» **Source excerpt**
====

Jen’s Cliff Notes Review: TBRI DVD series part 2

October 5, 2014 Attachment, Jennifer, TBRI DVD Series, Trust Based Parenting 0 Comments

Trust Based Parenting DVD series – Chapter 3 Empowering Principles: Laying the Foundation for Change

As promised, here are the cliff notes for a longer (but excellent) DVD series produced by TCU Institute of Child Development. When you’re in the trenches, you need help and you need it fast! If you haven’t read my first post in this series, you can find it here.

So, for those in the pit right now – the grasp of the Lord is not so short that He cannot reach you where you are. Take a deep breath – there are answers and you are not alone.

Creating an Environment of Felt Safety:

When a child is deprived of tenderness in the formative years, it is equivalent to depriving the child of food (the reality of that statement grips my heart). A child from hard places must experience Felt Safety before trust in the parent is earned. It is a cornerstone of attachment.

Knowing that your child is safe with you is not the same as the child feeling safe. It is not a cognitive response on the child’s part, but one that is deeply emotional and perceived. If our children are growing under our care, then the mulch in their garden must be sensory rich and attachment plenty to feel safe. There are two major (and easy) ways to promote this.

     1. Attention to diet – drinks, snacks and meals must be often and plentiful in nutrition. Children from hard places are chronically dehydrated and need their levels kept steady with food every few hours.

     2. Attention to activity – Every two hours or so, physical activity using fine and gross motor skills helps to down regulate stress levels. Healthy kids play and love when parents play along with them.

====

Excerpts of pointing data
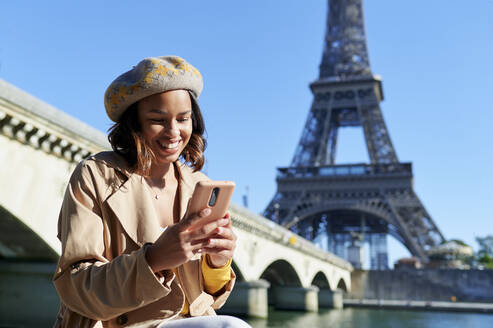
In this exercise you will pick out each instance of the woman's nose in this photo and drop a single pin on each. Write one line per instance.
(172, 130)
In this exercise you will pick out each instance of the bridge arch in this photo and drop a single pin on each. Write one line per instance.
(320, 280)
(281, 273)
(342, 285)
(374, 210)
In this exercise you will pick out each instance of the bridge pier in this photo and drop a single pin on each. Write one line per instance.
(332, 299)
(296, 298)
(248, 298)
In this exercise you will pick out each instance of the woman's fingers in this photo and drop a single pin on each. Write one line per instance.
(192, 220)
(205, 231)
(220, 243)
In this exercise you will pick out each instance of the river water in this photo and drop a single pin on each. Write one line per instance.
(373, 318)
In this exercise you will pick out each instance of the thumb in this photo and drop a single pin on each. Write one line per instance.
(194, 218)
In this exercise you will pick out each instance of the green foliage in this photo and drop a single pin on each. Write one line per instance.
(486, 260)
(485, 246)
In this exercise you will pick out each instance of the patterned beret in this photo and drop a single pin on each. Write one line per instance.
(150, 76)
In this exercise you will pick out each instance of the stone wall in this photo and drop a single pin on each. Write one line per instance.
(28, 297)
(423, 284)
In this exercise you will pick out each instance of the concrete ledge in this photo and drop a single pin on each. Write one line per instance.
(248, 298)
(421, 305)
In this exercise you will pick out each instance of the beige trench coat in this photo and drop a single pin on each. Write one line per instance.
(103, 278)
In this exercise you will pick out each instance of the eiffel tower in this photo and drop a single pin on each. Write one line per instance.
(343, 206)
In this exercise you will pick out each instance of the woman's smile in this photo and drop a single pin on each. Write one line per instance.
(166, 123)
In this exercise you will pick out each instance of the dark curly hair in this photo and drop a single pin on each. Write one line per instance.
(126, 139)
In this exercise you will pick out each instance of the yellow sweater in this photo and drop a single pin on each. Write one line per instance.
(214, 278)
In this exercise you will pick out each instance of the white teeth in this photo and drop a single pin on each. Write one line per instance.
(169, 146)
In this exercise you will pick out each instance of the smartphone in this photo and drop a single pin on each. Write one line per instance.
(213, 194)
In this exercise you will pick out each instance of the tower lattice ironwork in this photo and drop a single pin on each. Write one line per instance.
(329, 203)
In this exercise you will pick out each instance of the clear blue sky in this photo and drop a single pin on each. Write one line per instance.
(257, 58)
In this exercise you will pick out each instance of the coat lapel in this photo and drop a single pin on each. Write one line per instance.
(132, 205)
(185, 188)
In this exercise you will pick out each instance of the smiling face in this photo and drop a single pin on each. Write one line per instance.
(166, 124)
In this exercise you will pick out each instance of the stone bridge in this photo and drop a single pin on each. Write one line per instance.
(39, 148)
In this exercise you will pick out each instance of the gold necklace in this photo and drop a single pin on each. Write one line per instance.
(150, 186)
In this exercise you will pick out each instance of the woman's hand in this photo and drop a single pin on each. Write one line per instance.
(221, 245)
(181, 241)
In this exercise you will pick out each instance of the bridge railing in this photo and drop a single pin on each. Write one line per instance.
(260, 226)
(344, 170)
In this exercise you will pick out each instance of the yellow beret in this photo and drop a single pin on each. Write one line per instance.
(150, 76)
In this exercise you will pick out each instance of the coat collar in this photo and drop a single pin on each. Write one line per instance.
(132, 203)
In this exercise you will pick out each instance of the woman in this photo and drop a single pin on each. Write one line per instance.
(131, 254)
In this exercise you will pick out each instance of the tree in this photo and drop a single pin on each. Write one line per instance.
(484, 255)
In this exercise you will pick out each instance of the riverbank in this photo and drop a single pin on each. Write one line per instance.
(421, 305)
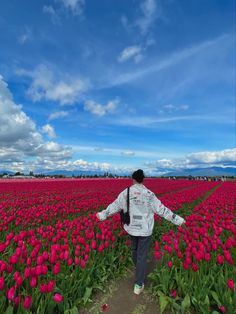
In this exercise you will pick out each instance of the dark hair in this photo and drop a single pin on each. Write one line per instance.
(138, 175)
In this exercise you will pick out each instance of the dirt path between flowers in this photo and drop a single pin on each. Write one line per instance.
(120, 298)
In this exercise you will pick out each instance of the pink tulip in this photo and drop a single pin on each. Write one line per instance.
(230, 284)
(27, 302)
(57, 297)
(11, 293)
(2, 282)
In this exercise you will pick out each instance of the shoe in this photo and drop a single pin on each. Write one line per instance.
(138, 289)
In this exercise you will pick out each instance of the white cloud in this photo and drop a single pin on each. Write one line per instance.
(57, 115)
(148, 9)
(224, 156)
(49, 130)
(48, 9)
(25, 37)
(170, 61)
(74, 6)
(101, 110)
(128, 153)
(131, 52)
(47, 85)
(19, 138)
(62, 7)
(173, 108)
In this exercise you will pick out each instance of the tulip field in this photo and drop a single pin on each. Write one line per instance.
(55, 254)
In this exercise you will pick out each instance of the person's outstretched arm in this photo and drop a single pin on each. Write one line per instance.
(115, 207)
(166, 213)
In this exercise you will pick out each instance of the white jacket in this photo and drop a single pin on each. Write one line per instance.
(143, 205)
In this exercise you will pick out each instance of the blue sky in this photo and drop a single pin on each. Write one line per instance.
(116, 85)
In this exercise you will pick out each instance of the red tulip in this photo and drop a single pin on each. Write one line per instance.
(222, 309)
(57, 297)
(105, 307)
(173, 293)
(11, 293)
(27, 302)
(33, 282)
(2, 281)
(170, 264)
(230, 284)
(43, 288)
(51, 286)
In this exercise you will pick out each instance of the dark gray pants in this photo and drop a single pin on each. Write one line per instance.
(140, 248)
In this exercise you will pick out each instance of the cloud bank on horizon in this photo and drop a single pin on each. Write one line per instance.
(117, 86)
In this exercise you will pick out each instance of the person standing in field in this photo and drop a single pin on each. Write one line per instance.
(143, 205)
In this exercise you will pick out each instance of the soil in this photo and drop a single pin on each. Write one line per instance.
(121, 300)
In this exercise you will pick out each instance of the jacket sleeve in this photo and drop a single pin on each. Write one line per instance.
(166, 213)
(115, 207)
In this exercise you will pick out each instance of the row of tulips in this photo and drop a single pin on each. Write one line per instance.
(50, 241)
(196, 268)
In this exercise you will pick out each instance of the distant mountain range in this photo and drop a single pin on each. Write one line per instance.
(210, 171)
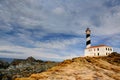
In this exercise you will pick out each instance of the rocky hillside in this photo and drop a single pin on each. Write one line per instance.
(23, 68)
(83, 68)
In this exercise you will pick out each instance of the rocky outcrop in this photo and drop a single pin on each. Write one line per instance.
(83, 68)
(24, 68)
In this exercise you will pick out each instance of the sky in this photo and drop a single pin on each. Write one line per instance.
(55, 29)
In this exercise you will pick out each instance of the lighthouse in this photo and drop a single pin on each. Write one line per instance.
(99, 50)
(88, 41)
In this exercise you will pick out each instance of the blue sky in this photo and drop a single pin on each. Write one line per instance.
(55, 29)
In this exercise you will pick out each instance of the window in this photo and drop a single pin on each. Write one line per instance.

====

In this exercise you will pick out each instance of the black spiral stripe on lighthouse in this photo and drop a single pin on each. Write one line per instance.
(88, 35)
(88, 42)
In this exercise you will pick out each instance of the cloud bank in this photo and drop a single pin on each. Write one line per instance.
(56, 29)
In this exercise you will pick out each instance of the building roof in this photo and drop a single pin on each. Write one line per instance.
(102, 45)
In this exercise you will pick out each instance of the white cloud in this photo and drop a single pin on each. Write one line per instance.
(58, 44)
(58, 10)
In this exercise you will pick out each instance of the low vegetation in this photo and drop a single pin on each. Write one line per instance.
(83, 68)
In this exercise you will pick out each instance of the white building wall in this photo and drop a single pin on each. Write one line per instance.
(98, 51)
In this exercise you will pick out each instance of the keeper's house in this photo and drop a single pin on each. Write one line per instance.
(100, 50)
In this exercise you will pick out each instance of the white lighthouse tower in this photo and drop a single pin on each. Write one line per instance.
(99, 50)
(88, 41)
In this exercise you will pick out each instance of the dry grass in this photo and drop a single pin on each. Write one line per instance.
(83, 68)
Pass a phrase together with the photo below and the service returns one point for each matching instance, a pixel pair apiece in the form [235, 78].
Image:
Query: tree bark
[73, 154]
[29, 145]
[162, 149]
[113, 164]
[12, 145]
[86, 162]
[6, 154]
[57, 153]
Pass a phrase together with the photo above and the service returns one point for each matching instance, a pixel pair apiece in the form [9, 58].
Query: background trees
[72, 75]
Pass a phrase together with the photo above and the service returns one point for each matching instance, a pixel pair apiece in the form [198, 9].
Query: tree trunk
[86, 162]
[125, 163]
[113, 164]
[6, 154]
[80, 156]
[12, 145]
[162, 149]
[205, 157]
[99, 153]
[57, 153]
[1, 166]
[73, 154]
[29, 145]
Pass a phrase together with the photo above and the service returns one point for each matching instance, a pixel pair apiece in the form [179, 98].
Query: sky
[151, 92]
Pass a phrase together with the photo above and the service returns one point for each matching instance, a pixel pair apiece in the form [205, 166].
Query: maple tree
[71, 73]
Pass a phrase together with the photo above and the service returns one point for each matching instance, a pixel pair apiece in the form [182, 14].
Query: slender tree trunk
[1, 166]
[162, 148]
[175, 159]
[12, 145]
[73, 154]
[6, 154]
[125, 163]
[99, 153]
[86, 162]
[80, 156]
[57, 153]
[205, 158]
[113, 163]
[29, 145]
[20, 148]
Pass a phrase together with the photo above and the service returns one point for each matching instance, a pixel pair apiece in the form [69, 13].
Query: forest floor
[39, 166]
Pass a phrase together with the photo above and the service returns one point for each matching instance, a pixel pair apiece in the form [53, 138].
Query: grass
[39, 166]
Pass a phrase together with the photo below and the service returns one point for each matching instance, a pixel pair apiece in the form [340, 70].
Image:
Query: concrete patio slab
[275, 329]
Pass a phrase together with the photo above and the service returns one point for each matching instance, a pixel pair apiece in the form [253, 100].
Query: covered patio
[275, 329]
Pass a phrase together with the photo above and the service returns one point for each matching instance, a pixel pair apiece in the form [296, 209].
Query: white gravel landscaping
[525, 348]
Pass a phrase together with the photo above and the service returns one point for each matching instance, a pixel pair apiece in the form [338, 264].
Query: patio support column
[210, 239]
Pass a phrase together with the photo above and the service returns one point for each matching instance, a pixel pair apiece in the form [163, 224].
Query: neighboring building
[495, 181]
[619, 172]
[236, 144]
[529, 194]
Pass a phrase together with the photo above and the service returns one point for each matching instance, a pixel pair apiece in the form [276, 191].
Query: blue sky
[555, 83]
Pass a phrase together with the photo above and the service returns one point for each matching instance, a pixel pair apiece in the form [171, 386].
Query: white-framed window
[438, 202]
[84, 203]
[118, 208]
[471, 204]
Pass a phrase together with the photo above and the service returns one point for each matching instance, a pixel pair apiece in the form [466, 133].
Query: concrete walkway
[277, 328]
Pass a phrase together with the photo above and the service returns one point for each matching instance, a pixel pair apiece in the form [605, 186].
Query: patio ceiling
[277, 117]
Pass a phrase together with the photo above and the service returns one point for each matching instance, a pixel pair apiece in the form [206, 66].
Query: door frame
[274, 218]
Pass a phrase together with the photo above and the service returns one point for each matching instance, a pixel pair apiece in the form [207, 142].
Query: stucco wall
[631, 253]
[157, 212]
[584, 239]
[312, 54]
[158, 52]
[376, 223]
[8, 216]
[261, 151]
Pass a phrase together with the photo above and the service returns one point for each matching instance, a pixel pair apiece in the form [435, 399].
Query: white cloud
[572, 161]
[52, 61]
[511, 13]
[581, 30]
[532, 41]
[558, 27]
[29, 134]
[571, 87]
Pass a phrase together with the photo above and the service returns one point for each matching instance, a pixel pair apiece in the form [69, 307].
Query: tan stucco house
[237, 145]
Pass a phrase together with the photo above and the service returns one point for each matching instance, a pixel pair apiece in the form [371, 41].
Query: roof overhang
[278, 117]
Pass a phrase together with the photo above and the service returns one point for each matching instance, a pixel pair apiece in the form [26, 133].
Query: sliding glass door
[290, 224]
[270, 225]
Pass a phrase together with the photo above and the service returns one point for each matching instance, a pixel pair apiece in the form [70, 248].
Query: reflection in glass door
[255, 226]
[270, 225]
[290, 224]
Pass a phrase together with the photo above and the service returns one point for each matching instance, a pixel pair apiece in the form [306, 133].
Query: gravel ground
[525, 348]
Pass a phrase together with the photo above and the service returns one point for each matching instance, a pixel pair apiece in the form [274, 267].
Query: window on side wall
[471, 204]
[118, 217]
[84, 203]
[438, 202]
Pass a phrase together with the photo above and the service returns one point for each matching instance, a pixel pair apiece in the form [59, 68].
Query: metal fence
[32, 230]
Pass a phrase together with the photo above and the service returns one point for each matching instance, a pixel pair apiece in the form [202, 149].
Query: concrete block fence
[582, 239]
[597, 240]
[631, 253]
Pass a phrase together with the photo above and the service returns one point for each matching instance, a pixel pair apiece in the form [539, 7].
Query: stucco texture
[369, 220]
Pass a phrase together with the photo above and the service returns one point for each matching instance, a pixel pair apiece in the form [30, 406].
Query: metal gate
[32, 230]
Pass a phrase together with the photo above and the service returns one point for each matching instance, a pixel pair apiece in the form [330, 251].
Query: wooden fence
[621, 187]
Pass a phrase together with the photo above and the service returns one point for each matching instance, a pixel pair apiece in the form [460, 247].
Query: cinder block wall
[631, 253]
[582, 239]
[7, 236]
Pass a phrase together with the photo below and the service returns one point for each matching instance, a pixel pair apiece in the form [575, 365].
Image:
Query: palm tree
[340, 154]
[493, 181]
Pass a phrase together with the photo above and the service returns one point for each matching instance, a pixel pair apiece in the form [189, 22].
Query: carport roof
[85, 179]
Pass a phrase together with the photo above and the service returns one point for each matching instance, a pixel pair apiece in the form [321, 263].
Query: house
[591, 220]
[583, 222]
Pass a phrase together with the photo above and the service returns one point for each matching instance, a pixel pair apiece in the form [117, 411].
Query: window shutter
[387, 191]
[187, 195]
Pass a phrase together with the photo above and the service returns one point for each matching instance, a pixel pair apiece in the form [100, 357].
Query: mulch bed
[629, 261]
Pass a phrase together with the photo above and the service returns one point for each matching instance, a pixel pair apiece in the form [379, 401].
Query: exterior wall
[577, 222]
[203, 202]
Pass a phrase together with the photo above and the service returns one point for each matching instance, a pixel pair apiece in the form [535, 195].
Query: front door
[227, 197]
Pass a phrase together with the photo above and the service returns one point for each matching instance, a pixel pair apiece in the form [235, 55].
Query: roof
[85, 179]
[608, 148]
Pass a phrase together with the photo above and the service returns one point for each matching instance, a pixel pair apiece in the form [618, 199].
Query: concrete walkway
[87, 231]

====

» **Your tasks**
A. According to the parenting review, what must a child from hard places experience before trust in the parent is earned?
B. Please continue the parenting review from its last sentence.
The listing has no connection to the parenting review.

» **Per-task outputs**
A. Felt Safety.

B.
Self-Regulation – Raising Self Awareness:

The idea here is that children learn to “calm yourself by yourself.” (Can I get an amen?)

As parents we monitor and help modulate this process. One of best ideas to help this process had me asking, “Why didn’t I think of that?” Several times in the day, ask your child, “How is your engine running?” In an easily accessible spot, place a simple paper plate with a paper arrow in the middle, fastened with a bracket. Color three sections on the plate with three colors (blue, green and red to represent a low engine, an engine steadily going and an overheated engine). Check in with your child periodically to check on their engine. Children from hard places learn young that being in a calm state can be very scary and cause them harm. Having the visual of the paper plate engine to help guide their assessment of feelings and emotions keeps the “engine” in check.

Likewise, sensory and muscle stimulation helps the nervous system organize. This can be as simple as teaching pressure points to relieve stress, doing chair dips and counting to 10 or snuggling with a weighted blanket or warm neck weight. Even pushing against a wall (I’m picturing my entire family lined up down the hallway) can help reorganize and monitor stress.

Food can be a stimulus here too, with sweet foods producing a calming effect and sour foods alerting the systems that were low. The key is that there are things the child can control and manage to self regulate behavior.

Be a Detective – Discover Your Child’s Sensory Needs:

There are often perplexing, if not damaging behaviors that children learn as a result of trauma. A child can be extremely sensitive to sound or touch. Sometimes a child may watch television upside down or spin constantly, all in an attempt to regulate behavior. While odd, these behaviors are crude attempts to create a comfort zone, even if it means bumping into people to do so.

Start to observe what the child avoids, seeks out, is drawn to in activity, or fights against in areas such as food and connection to others. Recognizing these sensory issues can help understand the behavior. Becoming a detective takes the personal issues out of the equation so that a parent can scientifically understand the root cause.

How many times have I desperately stated, “The behavior seems to come out of NOWHERE. I didn’t even see it coming.” The solution given is to keep a journal for a week, writing every instance of peculiar or difficult behavior. Children from hard places either fight, flight or freeze. Start looking for patterns in meltdowns and reiterate to the child the truth that “safe people listen.”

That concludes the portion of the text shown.